=== PROBLEM STATEMENT ===
Copy out every record below, word for word.

════════

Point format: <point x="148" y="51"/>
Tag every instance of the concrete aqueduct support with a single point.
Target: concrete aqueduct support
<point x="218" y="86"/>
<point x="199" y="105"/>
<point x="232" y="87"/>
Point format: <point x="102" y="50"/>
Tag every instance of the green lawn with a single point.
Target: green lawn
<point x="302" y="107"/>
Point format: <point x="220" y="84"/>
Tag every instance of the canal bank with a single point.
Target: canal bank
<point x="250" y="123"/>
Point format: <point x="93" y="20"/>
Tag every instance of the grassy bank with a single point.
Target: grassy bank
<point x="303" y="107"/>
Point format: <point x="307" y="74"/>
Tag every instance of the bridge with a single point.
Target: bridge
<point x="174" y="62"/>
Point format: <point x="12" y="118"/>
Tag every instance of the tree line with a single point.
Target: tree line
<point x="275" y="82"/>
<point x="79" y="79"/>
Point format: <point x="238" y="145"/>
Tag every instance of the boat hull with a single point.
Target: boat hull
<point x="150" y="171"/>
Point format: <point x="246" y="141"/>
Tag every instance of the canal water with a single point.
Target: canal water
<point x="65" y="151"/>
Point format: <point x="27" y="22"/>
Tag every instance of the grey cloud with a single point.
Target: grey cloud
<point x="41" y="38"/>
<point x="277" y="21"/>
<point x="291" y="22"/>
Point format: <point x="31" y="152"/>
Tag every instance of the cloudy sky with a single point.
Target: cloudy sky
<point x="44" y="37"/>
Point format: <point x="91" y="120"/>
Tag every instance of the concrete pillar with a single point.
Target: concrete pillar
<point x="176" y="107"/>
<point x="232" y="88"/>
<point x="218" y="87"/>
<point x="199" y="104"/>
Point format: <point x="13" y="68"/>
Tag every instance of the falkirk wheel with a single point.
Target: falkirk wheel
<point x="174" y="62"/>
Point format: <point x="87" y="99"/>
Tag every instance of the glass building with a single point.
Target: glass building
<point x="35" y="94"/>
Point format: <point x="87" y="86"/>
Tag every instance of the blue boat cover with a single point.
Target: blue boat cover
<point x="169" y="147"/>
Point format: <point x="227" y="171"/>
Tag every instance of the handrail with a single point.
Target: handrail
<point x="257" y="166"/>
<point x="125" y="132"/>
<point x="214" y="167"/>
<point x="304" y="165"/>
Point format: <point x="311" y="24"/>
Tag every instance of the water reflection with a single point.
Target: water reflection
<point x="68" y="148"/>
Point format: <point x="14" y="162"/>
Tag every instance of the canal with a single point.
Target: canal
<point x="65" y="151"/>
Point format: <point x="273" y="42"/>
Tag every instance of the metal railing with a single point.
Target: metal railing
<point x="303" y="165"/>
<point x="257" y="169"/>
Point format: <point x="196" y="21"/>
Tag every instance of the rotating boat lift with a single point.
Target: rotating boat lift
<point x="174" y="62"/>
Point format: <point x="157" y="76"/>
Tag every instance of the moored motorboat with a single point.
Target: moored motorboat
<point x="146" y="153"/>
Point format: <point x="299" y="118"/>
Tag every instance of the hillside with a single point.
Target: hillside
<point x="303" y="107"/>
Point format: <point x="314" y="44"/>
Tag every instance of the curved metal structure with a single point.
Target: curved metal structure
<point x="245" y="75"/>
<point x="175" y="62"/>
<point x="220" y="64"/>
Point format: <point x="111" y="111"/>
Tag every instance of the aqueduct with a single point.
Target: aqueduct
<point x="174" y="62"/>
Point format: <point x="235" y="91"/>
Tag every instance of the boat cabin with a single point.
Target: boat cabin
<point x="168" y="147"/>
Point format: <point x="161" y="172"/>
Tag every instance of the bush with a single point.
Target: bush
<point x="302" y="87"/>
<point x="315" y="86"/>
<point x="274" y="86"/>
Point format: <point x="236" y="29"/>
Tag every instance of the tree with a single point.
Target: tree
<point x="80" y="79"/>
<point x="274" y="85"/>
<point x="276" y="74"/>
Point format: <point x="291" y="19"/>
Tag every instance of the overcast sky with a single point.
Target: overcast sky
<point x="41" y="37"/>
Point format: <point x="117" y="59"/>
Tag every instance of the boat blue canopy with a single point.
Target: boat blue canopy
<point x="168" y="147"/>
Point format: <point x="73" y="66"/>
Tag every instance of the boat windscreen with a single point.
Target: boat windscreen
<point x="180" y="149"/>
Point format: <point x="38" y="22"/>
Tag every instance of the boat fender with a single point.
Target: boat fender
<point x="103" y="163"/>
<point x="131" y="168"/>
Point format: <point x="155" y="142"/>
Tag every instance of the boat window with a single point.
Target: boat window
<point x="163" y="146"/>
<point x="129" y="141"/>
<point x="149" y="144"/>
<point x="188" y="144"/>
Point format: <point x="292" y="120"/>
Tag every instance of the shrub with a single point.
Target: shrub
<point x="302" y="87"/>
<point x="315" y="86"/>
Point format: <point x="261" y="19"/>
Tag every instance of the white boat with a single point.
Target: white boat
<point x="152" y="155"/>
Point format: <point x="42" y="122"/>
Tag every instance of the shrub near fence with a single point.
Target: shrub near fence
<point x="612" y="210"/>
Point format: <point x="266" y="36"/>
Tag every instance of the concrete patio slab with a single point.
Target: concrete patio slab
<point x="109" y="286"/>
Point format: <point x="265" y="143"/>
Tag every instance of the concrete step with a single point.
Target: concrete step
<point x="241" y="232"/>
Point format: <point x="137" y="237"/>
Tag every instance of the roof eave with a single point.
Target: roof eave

════════

=== ANSWER TO THE TASK ===
Point format: <point x="148" y="51"/>
Tag every instance of the concrete aqueduct support with a single point.
Target: concrete aqueduct support
<point x="218" y="86"/>
<point x="199" y="105"/>
<point x="232" y="87"/>
Point format: <point x="102" y="50"/>
Tag every instance of the green lawn with a single point.
Target: green lawn
<point x="302" y="107"/>
Point format: <point x="220" y="84"/>
Tag every instance of the canal bank with a single point.
Target: canal bank
<point x="250" y="123"/>
Point format: <point x="93" y="20"/>
Tag every instance of the grassy bank with a single point.
Target: grassy bank
<point x="303" y="107"/>
Point format: <point x="307" y="74"/>
Tag every instance of the bridge with a single point.
Target: bridge
<point x="174" y="62"/>
Point format: <point x="12" y="118"/>
Tag every instance of the tree line with a single point.
Target: tree line
<point x="275" y="82"/>
<point x="79" y="79"/>
Point format: <point x="238" y="145"/>
Tag every instance of the boat hull with a single point.
Target: boat hull
<point x="150" y="171"/>
Point format: <point x="246" y="141"/>
Tag every instance of the canal water with a single point.
Target: canal water
<point x="65" y="151"/>
Point format: <point x="27" y="22"/>
Tag every instance of the grey cloud with a single point.
Target: grey cloud
<point x="41" y="38"/>
<point x="277" y="21"/>
<point x="291" y="22"/>
Point format: <point x="31" y="152"/>
Tag every instance of the cloudy sky with a single point.
Target: cloudy sky
<point x="44" y="37"/>
Point format: <point x="91" y="120"/>
Tag every instance of the concrete pillar with a single point.
Target: concrete pillar
<point x="176" y="107"/>
<point x="232" y="88"/>
<point x="218" y="87"/>
<point x="199" y="104"/>
Point format: <point x="13" y="68"/>
Tag every instance of the falkirk wheel with a single point.
Target: falkirk wheel
<point x="174" y="62"/>
Point format: <point x="87" y="99"/>
Tag every instance of the glass building with a single point.
Target: glass building
<point x="35" y="94"/>
Point format: <point x="87" y="86"/>
Tag every instance of the blue boat cover with a single point.
Target: blue boat cover
<point x="169" y="147"/>
Point format: <point x="227" y="171"/>
Tag every instance of the handrail with a single point.
Target: handrail
<point x="257" y="166"/>
<point x="125" y="132"/>
<point x="214" y="167"/>
<point x="304" y="165"/>
Point format: <point x="311" y="24"/>
Tag every instance of the water reflection with a single point.
Target: water reflection
<point x="68" y="148"/>
Point format: <point x="14" y="162"/>
Tag every instance of the canal with a single point.
Target: canal
<point x="65" y="151"/>
Point format: <point x="273" y="42"/>
Tag every instance of the metal railing with a single point.
Target: metal railing
<point x="303" y="165"/>
<point x="257" y="169"/>
Point format: <point x="196" y="21"/>
Tag every instance of the rotating boat lift with a single point.
Target: rotating boat lift
<point x="174" y="62"/>
Point format: <point x="157" y="76"/>
Tag every instance of the moored motorboat with a single point.
Target: moored motorboat
<point x="146" y="153"/>
Point format: <point x="299" y="118"/>
Tag every instance of the hillside with a single point.
Target: hillside
<point x="303" y="107"/>
Point format: <point x="314" y="44"/>
Tag every instance of the curved metal structure with a single point.
Target: curved metal structure
<point x="245" y="75"/>
<point x="175" y="62"/>
<point x="220" y="64"/>
Point format: <point x="111" y="111"/>
Tag every instance of the aqueduct with a single point.
Target: aqueduct
<point x="174" y="62"/>
Point format: <point x="235" y="91"/>
Tag every instance of the boat cabin with a single point.
Target: boat cabin
<point x="168" y="147"/>
Point format: <point x="161" y="172"/>
Tag every instance of the bush with a single point.
Target: bush
<point x="302" y="87"/>
<point x="315" y="86"/>
<point x="274" y="86"/>
Point format: <point x="236" y="29"/>
Tag every instance of the tree with a single point.
Target: tree
<point x="80" y="79"/>
<point x="274" y="85"/>
<point x="276" y="74"/>
Point format: <point x="291" y="19"/>
Tag every instance of the overcast sky with a single point.
Target: overcast sky
<point x="41" y="37"/>
Point format: <point x="117" y="59"/>
Tag every instance of the boat blue canopy with a single point.
Target: boat blue canopy
<point x="168" y="147"/>
Point format: <point x="73" y="66"/>
Tag every instance of the boat windscreen with a single point.
Target: boat windscreen
<point x="180" y="149"/>
Point format: <point x="38" y="22"/>
Tag every instance of the boat fender with a single point.
Target: boat fender
<point x="103" y="163"/>
<point x="131" y="168"/>
Point format: <point x="155" y="142"/>
Tag every instance of the boat window with a single point.
Target: boat window
<point x="163" y="146"/>
<point x="129" y="141"/>
<point x="149" y="144"/>
<point x="188" y="144"/>
Point format: <point x="292" y="120"/>
Tag every instance of the shrub with a single point.
Target: shrub
<point x="302" y="87"/>
<point x="315" y="86"/>
Point format: <point x="261" y="19"/>
Tag every instance of the white boat with a single point.
Target: white boat
<point x="152" y="155"/>
Point format: <point x="42" y="122"/>
Tag every instance of the shrub near fence with a single point.
Target: shrub near fence
<point x="612" y="210"/>
Point format: <point x="266" y="36"/>
Tag every instance of the concrete patio slab with a single point.
Target: concrete patio slab
<point x="109" y="286"/>
Point format: <point x="265" y="143"/>
Tag every instance of the concrete step with a single point.
Target: concrete step
<point x="241" y="232"/>
Point format: <point x="137" y="237"/>
Tag every instance of the roof eave with a single point.
Target: roof eave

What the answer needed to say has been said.